## Task brief
Would you mind restating all of the records word for word, skipping the pictures?

## Exercise inputs

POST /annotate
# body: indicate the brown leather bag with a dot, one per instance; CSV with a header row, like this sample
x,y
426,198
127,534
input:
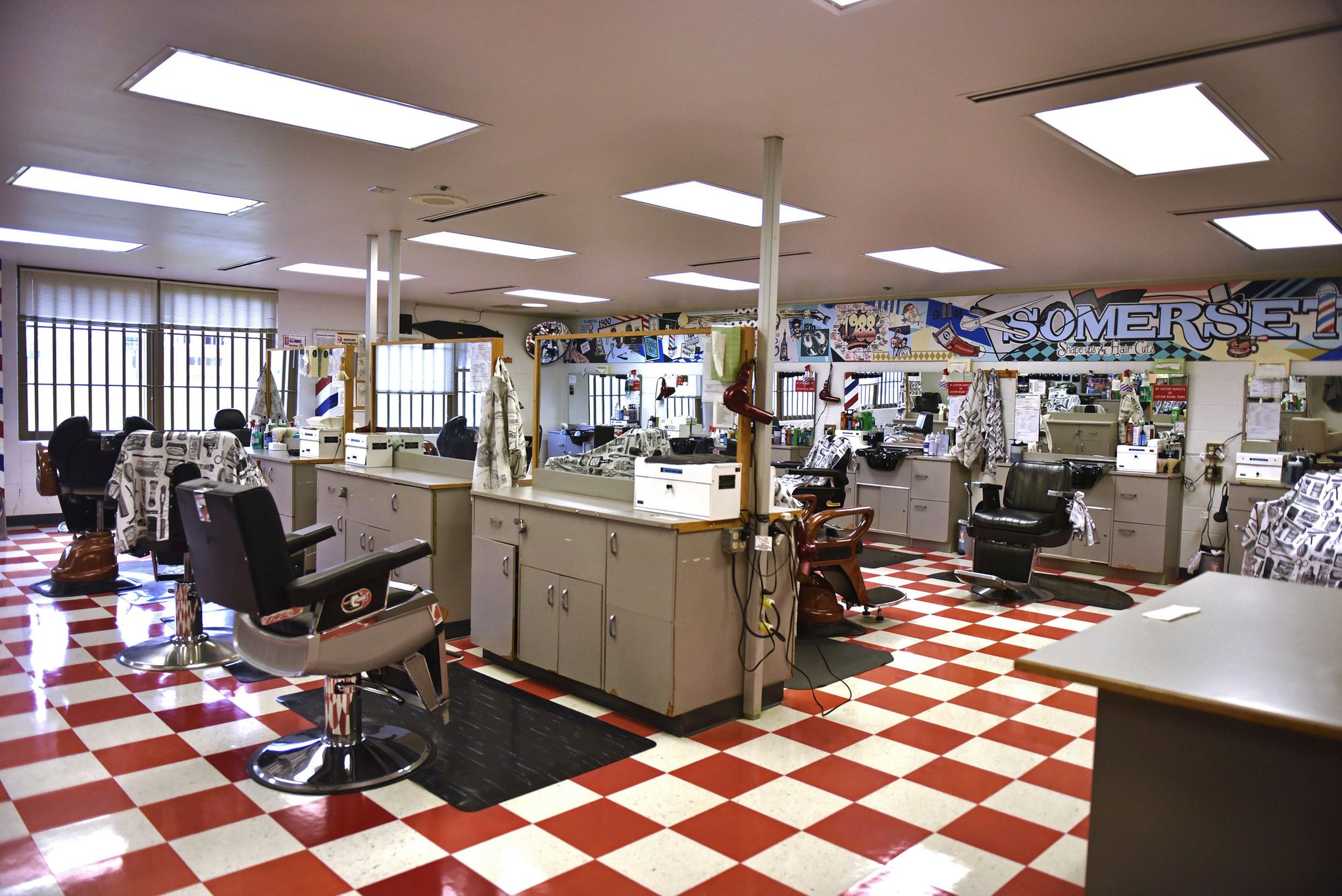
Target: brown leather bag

## Exercise response
POST /annotate
# body: indicate the brown leather bag with a dot, one per instance; CSV with a header row, like this sample
x,y
426,198
127,534
input:
Target: brown leather bag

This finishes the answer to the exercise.